> Source passage
_____

November Pieces of My Mind

Selected Facebook updates:

  • John Lennon offers a grammar lesson: "A working-class hero is something to be". It's an adjective and a noun. Not a verb.
  • A friend of mine is rehearsing Orff's Carmina Burana and not loving it: "I'm liking the work less with every rehearsal and we're performing it three times in one week, so pity me in my Nazi-approved quasi-Medieval dungeon where the artistic ceiling is looow indeed!"
  • Kelly Link believes that reindeer have manes.
  • Swedish Xenophobe Party tries to get Parliament fact finders to list MPs with foreign citizenship. You couldn't make this up.
  • The next issue of Fornvännen contains the words "Martin Rundkvist has praised the use of metal".
  • Remember my slow boogie "Anarchy in the UK" problem? Today a Swedish spelmanslag folk string orchestra is playing the guitar intro from "Ziggy Stardust" in my head, complete with the typical rhythmic emphases.
  • Hugo Ball wrote a biography of Hermann Hesse.
  • My next book will be titled The Soteriology of Lake Sottern. Towards a Limnology of Salvation.
  • A teacher in a Stockholm school just sent me a warning about impending poor grades in English and French for a certain Sven. I've never heard of him before. Nor his mom. I wonder what she's been telling them.
  • This is scandalous. I'm marking exams for students born years after I lost my cherry.
  • My son's Skyrim character is so loaded up with gear that he can't move faster than at a walk. Among other things, he carries the big toe of a giant and 23 tomatoes.
  • Man tells kid to quit throwing gravel at his window. Kid's dad shows up with two friends, threatens man with gun and beats him with a didgeridoo. Don't harsh my mellow, dude!
  • I'm a lumberjack and I'm OK. Je suis à l'ombre Jacques et je suis d'accord. Jag tillhör skuggan Jakob och jag jobbar på ackord.

_____

(Entries pointing to named objects)
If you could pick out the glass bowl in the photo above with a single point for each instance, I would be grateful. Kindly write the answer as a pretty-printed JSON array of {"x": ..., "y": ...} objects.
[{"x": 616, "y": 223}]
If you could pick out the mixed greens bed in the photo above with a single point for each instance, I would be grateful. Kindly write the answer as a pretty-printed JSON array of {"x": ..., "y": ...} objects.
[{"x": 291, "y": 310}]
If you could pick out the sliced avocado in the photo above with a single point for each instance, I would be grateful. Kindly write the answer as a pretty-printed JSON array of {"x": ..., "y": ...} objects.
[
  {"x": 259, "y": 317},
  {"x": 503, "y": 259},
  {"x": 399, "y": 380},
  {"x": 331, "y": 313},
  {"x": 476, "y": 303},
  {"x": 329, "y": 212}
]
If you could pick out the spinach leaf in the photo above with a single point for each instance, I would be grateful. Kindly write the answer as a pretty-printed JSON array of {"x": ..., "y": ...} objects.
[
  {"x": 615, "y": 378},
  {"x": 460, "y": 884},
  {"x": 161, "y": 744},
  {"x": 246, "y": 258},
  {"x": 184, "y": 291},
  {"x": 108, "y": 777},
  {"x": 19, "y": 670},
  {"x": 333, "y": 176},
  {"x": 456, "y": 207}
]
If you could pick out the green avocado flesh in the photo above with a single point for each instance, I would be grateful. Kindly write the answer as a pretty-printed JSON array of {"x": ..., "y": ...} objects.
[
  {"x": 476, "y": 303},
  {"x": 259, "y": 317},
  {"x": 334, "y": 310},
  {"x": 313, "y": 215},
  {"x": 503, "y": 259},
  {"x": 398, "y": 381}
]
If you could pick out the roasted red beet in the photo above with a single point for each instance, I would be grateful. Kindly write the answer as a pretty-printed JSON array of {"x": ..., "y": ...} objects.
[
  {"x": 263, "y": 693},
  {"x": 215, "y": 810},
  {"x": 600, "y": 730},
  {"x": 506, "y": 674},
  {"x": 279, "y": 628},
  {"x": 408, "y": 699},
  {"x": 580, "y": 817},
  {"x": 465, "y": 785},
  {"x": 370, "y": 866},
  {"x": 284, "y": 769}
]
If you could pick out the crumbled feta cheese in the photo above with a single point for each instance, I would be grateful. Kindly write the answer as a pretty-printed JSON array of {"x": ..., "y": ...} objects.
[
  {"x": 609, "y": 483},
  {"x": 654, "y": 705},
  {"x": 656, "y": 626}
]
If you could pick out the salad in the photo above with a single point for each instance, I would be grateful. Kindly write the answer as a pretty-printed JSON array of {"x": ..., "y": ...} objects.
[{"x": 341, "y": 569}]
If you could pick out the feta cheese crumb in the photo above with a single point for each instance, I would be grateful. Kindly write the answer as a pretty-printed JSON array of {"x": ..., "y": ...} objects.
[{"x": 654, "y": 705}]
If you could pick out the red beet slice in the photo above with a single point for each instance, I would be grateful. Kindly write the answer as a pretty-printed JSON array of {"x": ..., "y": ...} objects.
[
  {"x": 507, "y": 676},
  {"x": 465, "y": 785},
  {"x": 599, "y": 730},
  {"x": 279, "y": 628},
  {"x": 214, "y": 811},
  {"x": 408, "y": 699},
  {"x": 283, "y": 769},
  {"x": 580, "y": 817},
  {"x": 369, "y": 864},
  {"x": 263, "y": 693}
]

_____

In the November updates, condense the paragraph beginning "My son's Skyrim character" into a single shorter sentence that keeps its main facts. Rely only on the November updates when responding.

> The completed task
The writer's son has loaded his Skyrim character with so much gear, including a giant's big toe and 23 tomatoes, that the character can only walk.